CONSIGNES:
(1) Relevez dans l'extrait tous les verbes à l'infinitif qui disent ce que la récente Constitution conciliaire est venue faire pour la vie liturgique de l'Église.
(2) Indiquez, s'il vous plaît, si chacune des affirmations suivantes est conforme à l'extrait, en répondant par oui ou non et en citant les mots qui tranchent. (a) Le document présenté est de la plume de l'archevêque de Toulouse. (b) L'ancienneté du document lui fait perdre son actualité. (c) Le texte de Mgr Garrone estime qu'il est permis de douter des fruits de la mise en œuvre de la Constitution.

EXTRAIT SOURCE:
________________
Étant donné
l'attrait qu'avait le bienheureuse Alexandrina pour l'Eucharistie,
nous avons décidé de publier quelques documents qui concernent le
Sacrement de l'Amour, “le plus grand miracle de la Sagesse divine”.
Le
document qui suit est déjà ancien — mais cette ancienneté ne lui
enlève nullement son actualité — et est sorti de la plume de l'un
des plus grands évêques français: l'archevêque de Toulouse, Mgr
Gabriel Marie Garrone. Il ne fait aucun doute qu'Alexandrina
l'aurait lu avec “avidité”, si elle avait put le faire, voilà une
raison supplémentaire pour nous le publiions.
*****
La récente Constitution
conciliaire est venue heureusement consacrer, redresser, promouvoir
la vie liturgique de l'Église. Il n'est pas permis de douter que sa
mise en œuvre loyale, mesurée, progressive, n'ouvre à la communauté
chrétienne les voies d'un grand progrès.
________________
(Entrées d'identification de lieux)

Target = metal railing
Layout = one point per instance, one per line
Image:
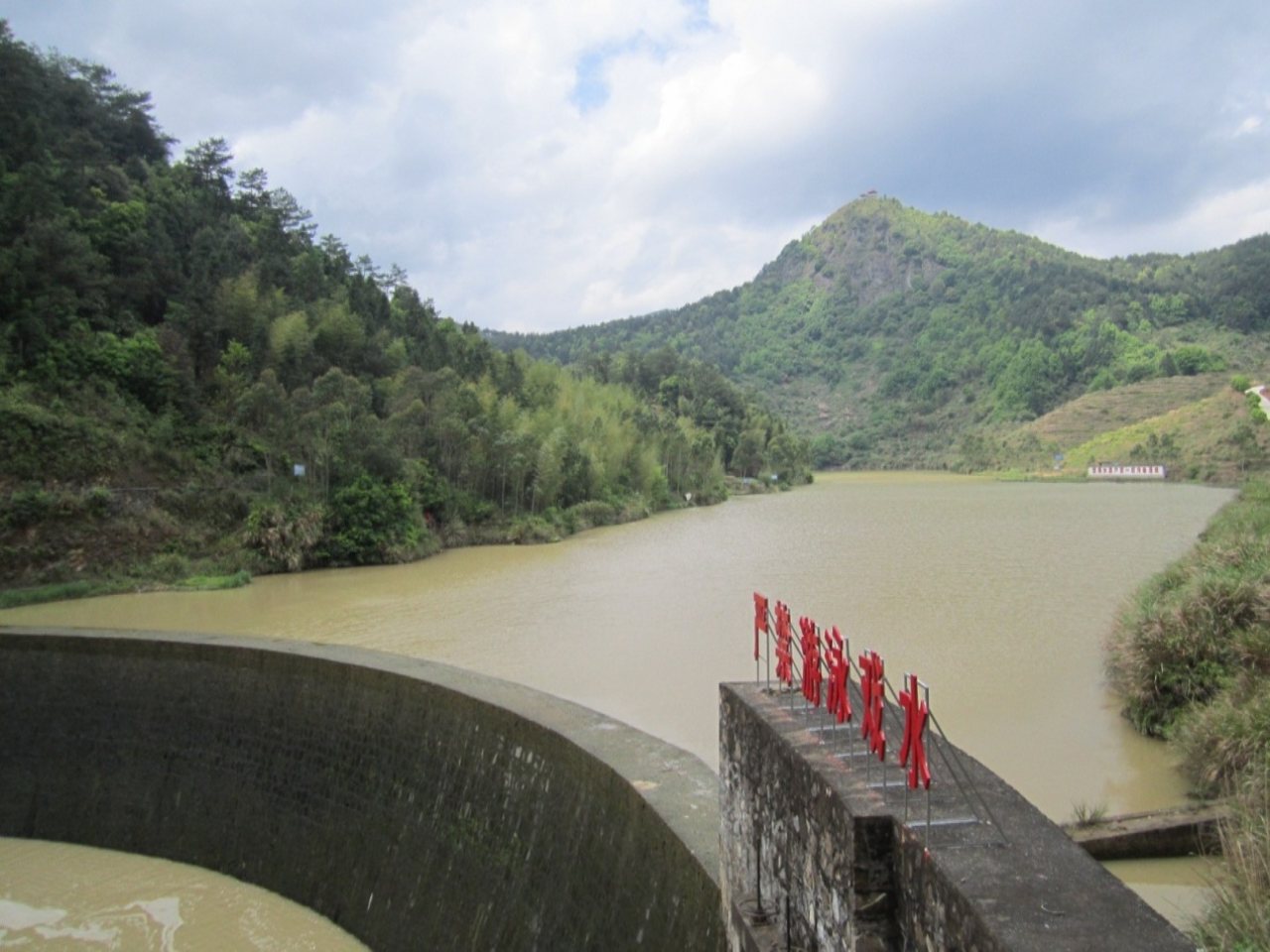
(844, 694)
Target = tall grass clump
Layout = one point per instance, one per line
(1238, 916)
(1192, 655)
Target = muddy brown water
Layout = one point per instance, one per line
(997, 594)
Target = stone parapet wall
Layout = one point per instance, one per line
(810, 835)
(414, 805)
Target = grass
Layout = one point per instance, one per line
(56, 592)
(1238, 916)
(62, 590)
(216, 583)
(1188, 422)
(1192, 655)
(1088, 814)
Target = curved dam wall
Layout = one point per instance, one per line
(414, 805)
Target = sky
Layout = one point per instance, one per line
(543, 164)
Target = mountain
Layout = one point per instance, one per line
(193, 385)
(888, 334)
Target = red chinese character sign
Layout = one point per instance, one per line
(873, 688)
(812, 674)
(839, 676)
(916, 714)
(784, 645)
(760, 620)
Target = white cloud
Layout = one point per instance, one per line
(449, 136)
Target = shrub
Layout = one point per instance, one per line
(371, 522)
(284, 536)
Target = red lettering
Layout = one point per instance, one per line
(784, 645)
(916, 714)
(873, 687)
(760, 620)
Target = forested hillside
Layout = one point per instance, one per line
(889, 335)
(190, 381)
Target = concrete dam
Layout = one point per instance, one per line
(425, 806)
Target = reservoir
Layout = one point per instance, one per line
(997, 594)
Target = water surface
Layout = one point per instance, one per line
(998, 595)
________________
RÉPONSES ATTENDUES:
(1) consacrer, redresser, promouvoir

(2)
(a) Oui : « sorti de la plume de l'un des plus grands évêques français: l'archevêque de Toulouse, Mgr Gabriel Marie Garrone »
(b) Non : « cette ancienneté ne lui enlève nullement son actualité »
(c) Non : « Il n'est pas permis de douter »